Point localization data:
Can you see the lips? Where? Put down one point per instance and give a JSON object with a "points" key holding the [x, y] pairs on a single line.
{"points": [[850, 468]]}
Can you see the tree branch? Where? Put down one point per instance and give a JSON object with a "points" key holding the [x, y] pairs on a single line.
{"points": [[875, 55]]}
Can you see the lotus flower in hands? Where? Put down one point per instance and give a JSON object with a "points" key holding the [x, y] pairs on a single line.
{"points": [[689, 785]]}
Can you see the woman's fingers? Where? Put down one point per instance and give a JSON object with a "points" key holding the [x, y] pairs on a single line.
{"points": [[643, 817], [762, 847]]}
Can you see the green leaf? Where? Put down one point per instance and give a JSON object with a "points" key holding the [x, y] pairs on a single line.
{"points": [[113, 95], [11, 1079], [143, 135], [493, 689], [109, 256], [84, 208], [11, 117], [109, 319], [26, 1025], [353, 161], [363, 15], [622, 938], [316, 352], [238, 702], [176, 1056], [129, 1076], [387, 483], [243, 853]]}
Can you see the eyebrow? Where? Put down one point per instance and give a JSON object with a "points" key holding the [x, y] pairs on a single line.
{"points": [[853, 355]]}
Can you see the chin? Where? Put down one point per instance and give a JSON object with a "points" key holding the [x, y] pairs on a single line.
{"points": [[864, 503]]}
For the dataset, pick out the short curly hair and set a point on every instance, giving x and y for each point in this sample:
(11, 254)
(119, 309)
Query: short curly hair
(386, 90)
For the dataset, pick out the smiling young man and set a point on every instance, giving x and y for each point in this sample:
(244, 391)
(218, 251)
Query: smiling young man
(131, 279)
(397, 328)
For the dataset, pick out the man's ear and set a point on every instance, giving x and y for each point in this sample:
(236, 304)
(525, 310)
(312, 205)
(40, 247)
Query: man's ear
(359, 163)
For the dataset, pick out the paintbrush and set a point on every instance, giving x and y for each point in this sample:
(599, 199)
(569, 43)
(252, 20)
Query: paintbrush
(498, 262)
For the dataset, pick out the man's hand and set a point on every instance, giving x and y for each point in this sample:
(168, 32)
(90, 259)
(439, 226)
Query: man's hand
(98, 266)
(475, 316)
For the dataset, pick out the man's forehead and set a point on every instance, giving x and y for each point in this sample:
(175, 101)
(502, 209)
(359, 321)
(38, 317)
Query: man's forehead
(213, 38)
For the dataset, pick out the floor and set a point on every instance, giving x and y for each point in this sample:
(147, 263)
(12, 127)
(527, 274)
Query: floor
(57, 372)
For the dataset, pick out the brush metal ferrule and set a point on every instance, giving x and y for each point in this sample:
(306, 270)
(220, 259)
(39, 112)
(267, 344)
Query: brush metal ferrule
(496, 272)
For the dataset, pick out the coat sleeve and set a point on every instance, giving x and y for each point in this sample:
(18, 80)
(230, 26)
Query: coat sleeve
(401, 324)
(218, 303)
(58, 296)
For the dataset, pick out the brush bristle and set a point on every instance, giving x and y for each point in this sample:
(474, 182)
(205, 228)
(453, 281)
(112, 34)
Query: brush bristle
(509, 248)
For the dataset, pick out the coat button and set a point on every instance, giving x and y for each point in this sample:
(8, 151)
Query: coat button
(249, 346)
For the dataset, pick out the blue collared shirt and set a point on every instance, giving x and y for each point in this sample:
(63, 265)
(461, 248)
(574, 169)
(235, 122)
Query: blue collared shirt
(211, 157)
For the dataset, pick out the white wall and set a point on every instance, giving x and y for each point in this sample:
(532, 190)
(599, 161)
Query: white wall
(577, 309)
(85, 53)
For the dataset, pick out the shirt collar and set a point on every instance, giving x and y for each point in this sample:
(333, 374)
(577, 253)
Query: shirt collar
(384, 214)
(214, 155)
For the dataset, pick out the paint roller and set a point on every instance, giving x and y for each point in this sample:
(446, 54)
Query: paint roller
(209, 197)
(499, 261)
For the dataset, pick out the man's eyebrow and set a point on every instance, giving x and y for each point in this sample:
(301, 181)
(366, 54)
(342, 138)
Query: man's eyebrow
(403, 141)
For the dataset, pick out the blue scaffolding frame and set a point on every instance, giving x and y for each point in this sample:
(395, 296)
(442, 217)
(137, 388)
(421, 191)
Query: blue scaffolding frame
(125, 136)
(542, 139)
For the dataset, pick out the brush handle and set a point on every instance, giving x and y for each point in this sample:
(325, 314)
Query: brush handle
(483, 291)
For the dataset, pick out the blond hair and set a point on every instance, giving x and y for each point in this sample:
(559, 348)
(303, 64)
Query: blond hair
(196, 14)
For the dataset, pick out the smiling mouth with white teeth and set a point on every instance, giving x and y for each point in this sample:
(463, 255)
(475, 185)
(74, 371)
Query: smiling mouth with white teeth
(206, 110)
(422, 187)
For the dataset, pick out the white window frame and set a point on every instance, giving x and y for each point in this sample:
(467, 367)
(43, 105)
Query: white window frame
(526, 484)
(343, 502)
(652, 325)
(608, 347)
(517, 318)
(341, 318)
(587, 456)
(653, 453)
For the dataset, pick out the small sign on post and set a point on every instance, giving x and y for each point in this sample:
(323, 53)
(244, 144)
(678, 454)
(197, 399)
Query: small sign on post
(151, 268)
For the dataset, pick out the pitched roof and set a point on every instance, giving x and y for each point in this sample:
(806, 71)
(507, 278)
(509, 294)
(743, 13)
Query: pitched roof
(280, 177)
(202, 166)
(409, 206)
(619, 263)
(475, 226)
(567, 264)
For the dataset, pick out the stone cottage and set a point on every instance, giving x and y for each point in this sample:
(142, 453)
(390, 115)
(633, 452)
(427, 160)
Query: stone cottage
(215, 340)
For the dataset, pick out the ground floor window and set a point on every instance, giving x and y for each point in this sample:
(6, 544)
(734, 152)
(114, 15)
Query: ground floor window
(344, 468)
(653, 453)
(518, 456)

# [What you are asked to do]
Reproduce the records above in full and with exact wording.

# [Solution below]
Can you see the lips? Where? Put down one point per instance and give a JSON object with a "points" key holding the [x, y] pairs on a single line.
{"points": [[850, 468]]}
Can you see the tree branch? Where? Put down one point per instance and give a JSON object with a "points" key holding the [x, y] pairs on a single line.
{"points": [[875, 55]]}
Can you see the lotus flower in hands? Where? Put down one point per instance and give a JSON object with a "points" key holding the [x, y] pairs on a single line.
{"points": [[689, 785]]}
Can you see the woman's fingers? Where? Put down one point per instance and give a JSON object with a "points" key holding the [x, y] pairs on a single line.
{"points": [[643, 817], [762, 847]]}
Can you see the green leaf? Where? Put down one point per instance and give a JSON object with a "points" key holding the [x, y] pairs on a single line.
{"points": [[113, 95], [11, 1079], [143, 135], [493, 689], [109, 256], [84, 208], [11, 117], [109, 319], [26, 1025], [353, 161], [363, 15], [622, 938], [316, 352], [238, 702], [176, 1056], [129, 1076], [387, 483], [243, 853]]}
Can you see the eyebrow? Where? Put down one point per instance and give a JSON object with a "points" key holding the [x, y] pairs on a single line.
{"points": [[853, 355]]}
Can you see the chin? Where? Put down one point per instance and give a JSON object with a "points" key holding the [x, y] pairs on a single line.
{"points": [[864, 503]]}
For the dataset, pick out the short curly hair and set a point on every instance, giving x and y for each point in this sample:
(11, 254)
(119, 309)
Query: short curly hair
(386, 90)
For the dataset, pick out the smiling young man and set a point on every instance, giving x and y for each point in this sample:
(244, 391)
(218, 251)
Query: smiling young man
(131, 279)
(397, 328)
For the dataset, pick out the man's ear and set a point on every instance, giving x and y for each point in this sample:
(236, 304)
(525, 310)
(312, 205)
(40, 247)
Query: man's ear
(359, 163)
For the dataset, pick out the paintbrush and set a point on every instance, giving x and y for each point in this sample:
(599, 199)
(569, 43)
(252, 20)
Query: paintbrush
(498, 262)
For the dataset, pick out the man's hand and set a point on every instance, giving x and y for each point in this sample:
(168, 32)
(90, 259)
(439, 226)
Query: man's hand
(98, 266)
(475, 316)
For the dataset, pick out the man's forehead and set a point on every instance, giving x and y for each point in this sample:
(175, 101)
(502, 209)
(359, 321)
(38, 317)
Query: man's forehead
(213, 38)
For the dataset, pick out the floor and set a point on every instance, giving x and y for each point in this sample:
(147, 263)
(12, 127)
(527, 274)
Query: floor
(57, 372)
For the dataset, pick out the brush metal ferrule and set a point on every instance, giving x and y for each point in this sample:
(306, 270)
(220, 259)
(39, 112)
(267, 344)
Query: brush metal ferrule
(496, 272)
For the dataset, pick out the coat sleeve and set a point on every instance, giving x and y for each point in this sample:
(18, 80)
(230, 26)
Query: coat sleeve
(401, 324)
(218, 303)
(58, 296)
For the dataset, pick out the brush bristle and set a point on every instance, giving x and y for each point in this sample:
(474, 182)
(205, 228)
(453, 281)
(112, 34)
Query: brush bristle
(509, 248)
For the dataset, pick out the coat button and set a point on every instance, giving x and y for each point in this sample:
(8, 151)
Query: coat button
(249, 346)
For the dataset, pick out the blue collared shirt and set a point on every instance, giving x and y for each point in this sample:
(63, 265)
(461, 248)
(574, 169)
(235, 122)
Query: blue collared shirt
(211, 157)
For the dataset, pick out the white wall and set a point on every instance, giving x and y for each point in this sample:
(532, 190)
(599, 161)
Query: white wall
(577, 309)
(85, 53)
For the dataset, pick out the shirt collar and set a point on every instance, giving x and y for each point in this sample:
(333, 374)
(577, 253)
Query: shirt collar
(384, 214)
(214, 155)
For the dataset, pick out the paint roller and set a point on every instance, giving x and y for each point in this sample:
(446, 54)
Query: paint roller
(209, 197)
(499, 261)
For the dataset, pick out the man's eyebrow and set a point on every instance, giving x and y for each point in this sample:
(301, 181)
(366, 54)
(342, 138)
Query: man's eyebrow
(403, 141)
For the dataset, pick out the blue scaffolding frame and set a point on every instance, giving x and y for each point in this sample:
(395, 296)
(442, 217)
(137, 388)
(421, 191)
Query: blue scaffolding frame
(125, 136)
(542, 139)
For the dataset, pick out the brush handle and set a point on every instance, giving x and y for each point in this sample:
(325, 314)
Query: brush handle
(483, 291)
For the dataset, pick out the blond hair and set a point on every instance, giving x and y for each point in this sample:
(559, 348)
(303, 64)
Query: blond hair
(196, 14)
For the dataset, pick out the smiling mouth with white teeth and set a point on every instance, giving x and y for each point in this sample:
(463, 255)
(475, 185)
(74, 371)
Query: smiling mouth with white teeth
(206, 110)
(422, 187)
For the dataset, pick out the white window frame and set a point on every instance, giving x and y for each point in this sample:
(467, 367)
(43, 105)
Query: white window frame
(526, 484)
(343, 502)
(652, 325)
(608, 347)
(517, 318)
(341, 318)
(587, 456)
(653, 453)
For the dataset, pick out the small sign on post and set a point on every instance, giving x and y for each point in this sample:
(323, 53)
(244, 144)
(678, 454)
(197, 399)
Query: small sign on post
(151, 268)
For the dataset, pick out the pitched roof and set a point on every instance, giving x and y for each point in this sample:
(806, 71)
(507, 278)
(509, 294)
(743, 13)
Query: pitched roof
(280, 177)
(202, 166)
(409, 206)
(619, 263)
(475, 226)
(567, 264)
For the dataset, pick out the stone cottage and set a point on every instance, giving x and y for each point in this sample:
(142, 453)
(390, 115)
(633, 452)
(427, 160)
Query: stone cottage
(215, 340)
For the dataset, pick out the ground floor window and set a point on every instance, giving x and y for each point in this sample:
(6, 544)
(734, 152)
(114, 15)
Query: ground floor window
(344, 468)
(653, 453)
(518, 456)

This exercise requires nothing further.